» **What the exercise asks**
Print each entry exactly, all the way through.

» **Supplied data**
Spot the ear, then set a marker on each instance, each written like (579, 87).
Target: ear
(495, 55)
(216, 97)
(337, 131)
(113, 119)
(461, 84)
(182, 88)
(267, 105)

» **Written response**
Spot the ear, then set a marker on each instance, each written like (579, 87).
Target: ear
(495, 55)
(216, 97)
(337, 131)
(113, 119)
(461, 84)
(182, 88)
(267, 105)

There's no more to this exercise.